◆ **EXERCISE PROMPT**: Copy out every line of the material below that contains the word "order".

◆ **WORKING DATA**:
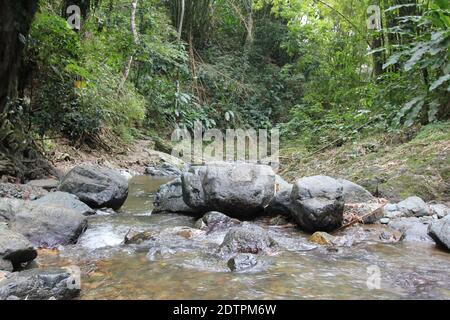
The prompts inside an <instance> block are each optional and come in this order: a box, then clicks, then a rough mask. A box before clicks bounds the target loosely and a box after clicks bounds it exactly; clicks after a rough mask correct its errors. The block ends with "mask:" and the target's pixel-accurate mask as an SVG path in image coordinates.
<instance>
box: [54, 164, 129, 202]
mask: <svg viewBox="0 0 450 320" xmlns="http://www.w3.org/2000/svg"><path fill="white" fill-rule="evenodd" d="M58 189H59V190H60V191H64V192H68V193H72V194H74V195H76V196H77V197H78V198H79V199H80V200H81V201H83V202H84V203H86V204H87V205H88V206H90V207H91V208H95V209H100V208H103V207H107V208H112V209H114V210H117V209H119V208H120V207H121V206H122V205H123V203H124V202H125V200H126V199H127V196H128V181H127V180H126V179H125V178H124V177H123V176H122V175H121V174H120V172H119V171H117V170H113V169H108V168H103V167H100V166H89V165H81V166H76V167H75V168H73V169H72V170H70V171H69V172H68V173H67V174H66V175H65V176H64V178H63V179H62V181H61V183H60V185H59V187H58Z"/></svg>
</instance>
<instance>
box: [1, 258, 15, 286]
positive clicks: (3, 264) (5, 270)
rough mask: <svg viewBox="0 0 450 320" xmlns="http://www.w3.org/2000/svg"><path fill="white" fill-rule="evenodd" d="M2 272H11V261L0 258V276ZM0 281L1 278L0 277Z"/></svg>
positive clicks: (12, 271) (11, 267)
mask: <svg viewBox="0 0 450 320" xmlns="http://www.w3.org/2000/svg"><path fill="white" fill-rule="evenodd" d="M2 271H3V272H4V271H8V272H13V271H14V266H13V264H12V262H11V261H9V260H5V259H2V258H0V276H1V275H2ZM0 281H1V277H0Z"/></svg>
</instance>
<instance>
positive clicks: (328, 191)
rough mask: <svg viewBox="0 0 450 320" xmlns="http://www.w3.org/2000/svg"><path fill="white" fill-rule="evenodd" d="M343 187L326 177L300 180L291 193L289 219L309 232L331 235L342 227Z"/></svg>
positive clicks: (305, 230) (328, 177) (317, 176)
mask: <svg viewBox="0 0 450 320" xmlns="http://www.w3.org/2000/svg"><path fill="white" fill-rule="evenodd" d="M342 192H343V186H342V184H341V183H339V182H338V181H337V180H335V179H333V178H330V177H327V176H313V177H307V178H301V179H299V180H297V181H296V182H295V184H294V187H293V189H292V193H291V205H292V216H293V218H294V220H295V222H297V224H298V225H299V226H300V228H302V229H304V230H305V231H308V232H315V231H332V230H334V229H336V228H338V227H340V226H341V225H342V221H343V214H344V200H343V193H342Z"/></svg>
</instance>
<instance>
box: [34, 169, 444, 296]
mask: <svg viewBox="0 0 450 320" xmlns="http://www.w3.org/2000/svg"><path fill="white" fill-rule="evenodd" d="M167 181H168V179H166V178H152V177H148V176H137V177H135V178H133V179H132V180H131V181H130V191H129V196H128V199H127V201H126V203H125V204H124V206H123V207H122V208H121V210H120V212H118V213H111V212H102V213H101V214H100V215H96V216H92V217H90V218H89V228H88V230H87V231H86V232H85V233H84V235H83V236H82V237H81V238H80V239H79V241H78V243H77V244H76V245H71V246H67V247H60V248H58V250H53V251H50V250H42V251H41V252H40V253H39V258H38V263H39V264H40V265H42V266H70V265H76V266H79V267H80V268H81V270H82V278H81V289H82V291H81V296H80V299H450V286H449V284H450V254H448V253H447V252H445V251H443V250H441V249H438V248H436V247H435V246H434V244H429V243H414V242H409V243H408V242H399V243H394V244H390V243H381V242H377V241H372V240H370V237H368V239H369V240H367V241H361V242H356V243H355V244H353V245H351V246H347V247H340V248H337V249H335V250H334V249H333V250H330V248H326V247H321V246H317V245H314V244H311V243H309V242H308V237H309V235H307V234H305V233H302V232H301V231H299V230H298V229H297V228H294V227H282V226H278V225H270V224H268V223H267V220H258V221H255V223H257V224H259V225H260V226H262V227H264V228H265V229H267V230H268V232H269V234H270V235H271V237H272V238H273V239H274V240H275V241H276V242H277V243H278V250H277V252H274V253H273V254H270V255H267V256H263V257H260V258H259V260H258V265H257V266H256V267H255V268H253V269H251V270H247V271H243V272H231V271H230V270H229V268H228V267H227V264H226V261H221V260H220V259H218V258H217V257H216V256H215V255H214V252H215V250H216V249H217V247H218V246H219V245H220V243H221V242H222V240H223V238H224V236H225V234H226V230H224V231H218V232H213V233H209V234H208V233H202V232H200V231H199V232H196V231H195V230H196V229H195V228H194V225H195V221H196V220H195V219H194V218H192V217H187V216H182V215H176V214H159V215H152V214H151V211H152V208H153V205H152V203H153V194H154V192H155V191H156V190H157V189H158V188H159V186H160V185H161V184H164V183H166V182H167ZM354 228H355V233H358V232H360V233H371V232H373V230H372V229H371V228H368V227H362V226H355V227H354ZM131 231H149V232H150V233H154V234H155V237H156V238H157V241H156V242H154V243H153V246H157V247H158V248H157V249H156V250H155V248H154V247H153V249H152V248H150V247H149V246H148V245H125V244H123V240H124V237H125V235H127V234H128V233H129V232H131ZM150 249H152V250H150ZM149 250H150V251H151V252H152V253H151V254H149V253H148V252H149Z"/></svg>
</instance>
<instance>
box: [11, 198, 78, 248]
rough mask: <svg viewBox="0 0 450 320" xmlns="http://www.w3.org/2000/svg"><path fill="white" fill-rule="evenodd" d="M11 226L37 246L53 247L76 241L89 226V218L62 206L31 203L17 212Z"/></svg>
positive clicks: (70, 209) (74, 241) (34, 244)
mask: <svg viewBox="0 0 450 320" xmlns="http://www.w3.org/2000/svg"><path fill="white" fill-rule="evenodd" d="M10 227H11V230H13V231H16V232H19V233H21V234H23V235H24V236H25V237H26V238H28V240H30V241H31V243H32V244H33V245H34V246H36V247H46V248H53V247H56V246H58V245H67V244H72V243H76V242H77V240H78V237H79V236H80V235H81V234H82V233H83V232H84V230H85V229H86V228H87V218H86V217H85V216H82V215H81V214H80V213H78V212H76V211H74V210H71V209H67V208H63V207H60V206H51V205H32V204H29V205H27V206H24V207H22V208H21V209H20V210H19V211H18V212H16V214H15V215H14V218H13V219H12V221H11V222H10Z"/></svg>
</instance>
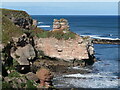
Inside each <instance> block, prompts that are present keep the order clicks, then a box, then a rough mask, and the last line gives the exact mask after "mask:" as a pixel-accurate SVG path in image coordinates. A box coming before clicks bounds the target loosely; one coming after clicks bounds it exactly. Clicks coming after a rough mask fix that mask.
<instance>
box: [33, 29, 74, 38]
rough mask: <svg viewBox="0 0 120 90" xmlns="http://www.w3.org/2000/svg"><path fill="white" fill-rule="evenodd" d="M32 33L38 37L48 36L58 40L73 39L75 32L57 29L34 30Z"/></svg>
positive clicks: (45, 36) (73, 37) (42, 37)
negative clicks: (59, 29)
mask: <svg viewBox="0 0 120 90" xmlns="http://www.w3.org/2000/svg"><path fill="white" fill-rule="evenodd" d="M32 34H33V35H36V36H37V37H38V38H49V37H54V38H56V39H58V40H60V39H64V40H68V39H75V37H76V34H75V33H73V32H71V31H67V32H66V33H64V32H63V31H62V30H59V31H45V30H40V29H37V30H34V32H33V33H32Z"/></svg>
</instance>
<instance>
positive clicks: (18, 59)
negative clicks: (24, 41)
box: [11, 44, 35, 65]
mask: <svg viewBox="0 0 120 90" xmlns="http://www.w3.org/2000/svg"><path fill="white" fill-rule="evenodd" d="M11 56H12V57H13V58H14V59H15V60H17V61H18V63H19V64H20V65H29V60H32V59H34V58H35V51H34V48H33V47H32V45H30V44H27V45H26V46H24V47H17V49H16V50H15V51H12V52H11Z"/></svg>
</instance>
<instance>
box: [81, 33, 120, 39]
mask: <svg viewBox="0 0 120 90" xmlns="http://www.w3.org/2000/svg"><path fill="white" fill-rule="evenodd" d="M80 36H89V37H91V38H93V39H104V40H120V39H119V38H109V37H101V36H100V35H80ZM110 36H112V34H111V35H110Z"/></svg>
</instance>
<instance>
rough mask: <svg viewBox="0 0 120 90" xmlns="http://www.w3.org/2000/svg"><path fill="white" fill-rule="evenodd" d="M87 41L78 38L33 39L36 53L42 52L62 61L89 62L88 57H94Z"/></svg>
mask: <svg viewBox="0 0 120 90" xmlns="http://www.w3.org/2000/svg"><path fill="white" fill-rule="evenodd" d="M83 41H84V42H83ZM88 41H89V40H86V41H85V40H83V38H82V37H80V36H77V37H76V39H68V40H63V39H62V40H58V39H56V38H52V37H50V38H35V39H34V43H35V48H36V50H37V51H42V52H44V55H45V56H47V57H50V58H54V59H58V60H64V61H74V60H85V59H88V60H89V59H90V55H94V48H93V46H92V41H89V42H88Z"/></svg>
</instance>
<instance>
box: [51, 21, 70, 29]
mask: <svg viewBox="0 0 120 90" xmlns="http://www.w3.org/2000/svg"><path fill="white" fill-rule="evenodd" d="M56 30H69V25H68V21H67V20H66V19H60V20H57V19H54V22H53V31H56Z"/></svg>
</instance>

◆ **SOLVED PROBLEM**:
The prompts inside an <instance> block are each optional and come in this order: a box, then clicks, then a rough mask. A box before clicks bounds the target loosely and a box after clicks bounds it exactly; clicks after a rough mask correct its errors. The block ends with "mask:" and the target's pixel-accurate mask as an SVG path in image coordinates.
Inside each <instance> block, prompts that are present keep the order clicks, then a box, then a rough mask, and the last line gives the exact mask after "mask:" as a pixel-accurate SVG path in image coordinates. A box coming before clicks bounds the target loosely; one coming after clicks bounds it exactly. Clicks coming after a rough mask fix that mask.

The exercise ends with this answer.